Segment Start: Dataset

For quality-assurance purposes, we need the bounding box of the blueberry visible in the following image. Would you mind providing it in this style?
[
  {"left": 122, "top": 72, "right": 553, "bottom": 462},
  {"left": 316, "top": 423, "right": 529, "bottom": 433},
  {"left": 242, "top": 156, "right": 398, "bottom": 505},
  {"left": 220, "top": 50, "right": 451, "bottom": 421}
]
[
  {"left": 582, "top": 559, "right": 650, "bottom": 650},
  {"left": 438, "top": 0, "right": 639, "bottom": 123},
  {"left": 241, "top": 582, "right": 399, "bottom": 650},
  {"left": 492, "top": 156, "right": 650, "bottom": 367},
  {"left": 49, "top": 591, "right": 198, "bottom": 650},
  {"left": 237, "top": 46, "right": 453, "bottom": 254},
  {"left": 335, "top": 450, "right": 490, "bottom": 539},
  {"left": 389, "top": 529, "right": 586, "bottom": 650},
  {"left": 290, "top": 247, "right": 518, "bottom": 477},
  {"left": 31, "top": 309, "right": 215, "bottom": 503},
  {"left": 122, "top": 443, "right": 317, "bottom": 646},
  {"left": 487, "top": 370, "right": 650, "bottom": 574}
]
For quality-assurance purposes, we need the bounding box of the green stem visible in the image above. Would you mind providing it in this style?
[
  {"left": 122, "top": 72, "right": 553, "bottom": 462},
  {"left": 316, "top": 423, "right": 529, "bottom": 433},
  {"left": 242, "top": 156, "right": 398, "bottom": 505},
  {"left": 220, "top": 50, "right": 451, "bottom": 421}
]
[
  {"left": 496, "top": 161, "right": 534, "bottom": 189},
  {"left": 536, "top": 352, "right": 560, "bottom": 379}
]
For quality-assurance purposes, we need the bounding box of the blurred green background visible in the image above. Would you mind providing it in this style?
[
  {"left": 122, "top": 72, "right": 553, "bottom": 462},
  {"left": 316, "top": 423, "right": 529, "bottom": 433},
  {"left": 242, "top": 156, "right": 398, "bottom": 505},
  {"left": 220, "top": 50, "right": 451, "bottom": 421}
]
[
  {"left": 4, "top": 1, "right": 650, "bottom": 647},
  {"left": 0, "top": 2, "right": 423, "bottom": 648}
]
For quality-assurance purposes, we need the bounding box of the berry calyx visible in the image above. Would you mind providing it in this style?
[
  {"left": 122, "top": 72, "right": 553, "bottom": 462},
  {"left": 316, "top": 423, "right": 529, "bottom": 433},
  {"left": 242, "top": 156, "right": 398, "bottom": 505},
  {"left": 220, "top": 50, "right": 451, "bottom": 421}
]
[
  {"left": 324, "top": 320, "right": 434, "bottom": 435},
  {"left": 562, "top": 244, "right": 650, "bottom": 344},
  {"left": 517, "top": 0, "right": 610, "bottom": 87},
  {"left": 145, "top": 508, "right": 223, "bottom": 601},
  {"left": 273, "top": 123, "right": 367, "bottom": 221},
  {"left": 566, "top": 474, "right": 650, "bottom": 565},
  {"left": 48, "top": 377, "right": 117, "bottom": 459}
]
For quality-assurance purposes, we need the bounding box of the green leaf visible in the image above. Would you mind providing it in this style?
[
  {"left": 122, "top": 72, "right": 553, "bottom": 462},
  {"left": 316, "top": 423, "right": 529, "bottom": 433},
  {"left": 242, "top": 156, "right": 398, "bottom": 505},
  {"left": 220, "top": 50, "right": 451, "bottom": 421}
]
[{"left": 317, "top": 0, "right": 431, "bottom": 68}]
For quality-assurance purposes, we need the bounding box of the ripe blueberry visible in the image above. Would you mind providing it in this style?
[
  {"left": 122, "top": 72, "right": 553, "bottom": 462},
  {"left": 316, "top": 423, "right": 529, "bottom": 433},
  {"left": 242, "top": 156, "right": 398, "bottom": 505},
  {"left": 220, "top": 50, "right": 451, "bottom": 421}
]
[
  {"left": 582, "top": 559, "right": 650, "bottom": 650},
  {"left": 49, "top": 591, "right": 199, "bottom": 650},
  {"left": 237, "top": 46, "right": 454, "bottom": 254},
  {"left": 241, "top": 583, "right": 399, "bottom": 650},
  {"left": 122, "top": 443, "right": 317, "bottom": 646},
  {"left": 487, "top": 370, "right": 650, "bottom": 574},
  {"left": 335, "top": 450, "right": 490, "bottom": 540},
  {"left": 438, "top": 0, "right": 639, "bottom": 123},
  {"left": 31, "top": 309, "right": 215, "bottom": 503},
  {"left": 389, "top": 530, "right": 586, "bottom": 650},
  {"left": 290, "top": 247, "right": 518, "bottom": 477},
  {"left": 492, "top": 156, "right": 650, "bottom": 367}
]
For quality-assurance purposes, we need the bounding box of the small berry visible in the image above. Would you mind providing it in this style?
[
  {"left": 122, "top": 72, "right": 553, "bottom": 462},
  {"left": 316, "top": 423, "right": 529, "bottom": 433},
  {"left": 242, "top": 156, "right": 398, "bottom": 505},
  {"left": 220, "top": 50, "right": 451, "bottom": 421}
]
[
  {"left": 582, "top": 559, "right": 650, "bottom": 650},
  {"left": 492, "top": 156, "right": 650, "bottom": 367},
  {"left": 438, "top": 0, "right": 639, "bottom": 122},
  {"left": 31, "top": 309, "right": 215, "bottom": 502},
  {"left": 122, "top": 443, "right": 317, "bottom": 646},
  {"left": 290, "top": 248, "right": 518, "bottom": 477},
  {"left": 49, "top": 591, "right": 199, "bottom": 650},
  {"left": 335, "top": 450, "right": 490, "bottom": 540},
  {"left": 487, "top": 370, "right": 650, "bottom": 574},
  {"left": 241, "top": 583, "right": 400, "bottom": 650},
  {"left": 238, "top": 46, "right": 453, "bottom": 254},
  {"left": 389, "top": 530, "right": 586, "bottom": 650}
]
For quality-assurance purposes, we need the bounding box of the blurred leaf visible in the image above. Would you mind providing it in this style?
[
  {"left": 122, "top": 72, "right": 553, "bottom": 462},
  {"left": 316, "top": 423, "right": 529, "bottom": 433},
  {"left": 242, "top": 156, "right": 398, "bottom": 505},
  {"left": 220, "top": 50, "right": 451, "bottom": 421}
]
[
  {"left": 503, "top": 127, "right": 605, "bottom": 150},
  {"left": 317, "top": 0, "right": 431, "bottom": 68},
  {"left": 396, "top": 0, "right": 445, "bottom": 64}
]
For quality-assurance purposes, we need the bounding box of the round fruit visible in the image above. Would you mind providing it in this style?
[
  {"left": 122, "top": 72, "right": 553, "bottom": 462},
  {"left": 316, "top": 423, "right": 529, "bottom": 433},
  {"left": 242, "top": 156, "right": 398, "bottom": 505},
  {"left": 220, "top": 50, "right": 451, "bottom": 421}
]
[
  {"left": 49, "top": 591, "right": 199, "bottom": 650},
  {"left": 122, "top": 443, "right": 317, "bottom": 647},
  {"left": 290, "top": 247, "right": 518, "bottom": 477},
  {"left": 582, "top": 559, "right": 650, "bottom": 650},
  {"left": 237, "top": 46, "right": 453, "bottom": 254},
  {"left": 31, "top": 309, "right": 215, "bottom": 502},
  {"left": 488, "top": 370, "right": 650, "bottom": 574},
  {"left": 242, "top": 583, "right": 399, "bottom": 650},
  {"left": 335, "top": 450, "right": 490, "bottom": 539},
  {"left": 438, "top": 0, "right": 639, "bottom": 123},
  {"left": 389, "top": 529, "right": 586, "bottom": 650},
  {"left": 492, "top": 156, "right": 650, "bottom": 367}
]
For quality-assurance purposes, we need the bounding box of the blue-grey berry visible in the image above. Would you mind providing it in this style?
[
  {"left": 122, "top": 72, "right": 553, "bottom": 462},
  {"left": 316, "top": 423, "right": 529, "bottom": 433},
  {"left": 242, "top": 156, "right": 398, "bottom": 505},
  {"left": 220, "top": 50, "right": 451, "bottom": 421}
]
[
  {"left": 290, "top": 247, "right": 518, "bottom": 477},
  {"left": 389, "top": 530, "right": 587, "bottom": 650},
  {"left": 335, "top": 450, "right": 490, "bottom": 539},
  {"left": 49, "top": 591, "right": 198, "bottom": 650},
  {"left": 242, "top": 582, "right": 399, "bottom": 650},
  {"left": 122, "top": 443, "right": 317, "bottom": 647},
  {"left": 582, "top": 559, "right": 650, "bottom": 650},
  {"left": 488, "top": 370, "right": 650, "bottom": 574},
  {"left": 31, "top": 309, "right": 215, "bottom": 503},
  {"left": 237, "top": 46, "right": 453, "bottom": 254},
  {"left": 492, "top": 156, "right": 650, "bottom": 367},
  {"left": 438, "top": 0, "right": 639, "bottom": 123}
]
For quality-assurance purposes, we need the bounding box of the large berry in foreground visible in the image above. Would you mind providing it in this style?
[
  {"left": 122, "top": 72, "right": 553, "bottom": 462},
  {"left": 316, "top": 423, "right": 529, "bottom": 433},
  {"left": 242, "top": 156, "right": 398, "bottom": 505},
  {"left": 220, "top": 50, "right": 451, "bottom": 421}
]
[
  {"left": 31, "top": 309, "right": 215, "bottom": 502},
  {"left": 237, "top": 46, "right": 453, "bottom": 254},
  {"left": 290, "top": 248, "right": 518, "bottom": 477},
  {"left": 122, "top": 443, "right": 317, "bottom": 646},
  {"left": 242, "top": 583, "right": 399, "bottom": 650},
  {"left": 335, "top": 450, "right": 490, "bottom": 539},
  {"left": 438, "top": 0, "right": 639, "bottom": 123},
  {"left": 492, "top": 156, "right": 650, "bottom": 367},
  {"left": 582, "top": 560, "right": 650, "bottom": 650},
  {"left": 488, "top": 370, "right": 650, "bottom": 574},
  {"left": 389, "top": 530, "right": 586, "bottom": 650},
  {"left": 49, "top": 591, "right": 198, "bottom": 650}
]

Segment End: Dataset

Look through the data above. Each line containing the word "blurred" needs to be copied.

For quality-assurance purposes, we need the bounding box of the blurred green background visible in the image above. Would you mind providing it in this style?
For quality-assurance purposes, we need the bounding box of the blurred leaf visible in the image above. Would you mind providing it in this style?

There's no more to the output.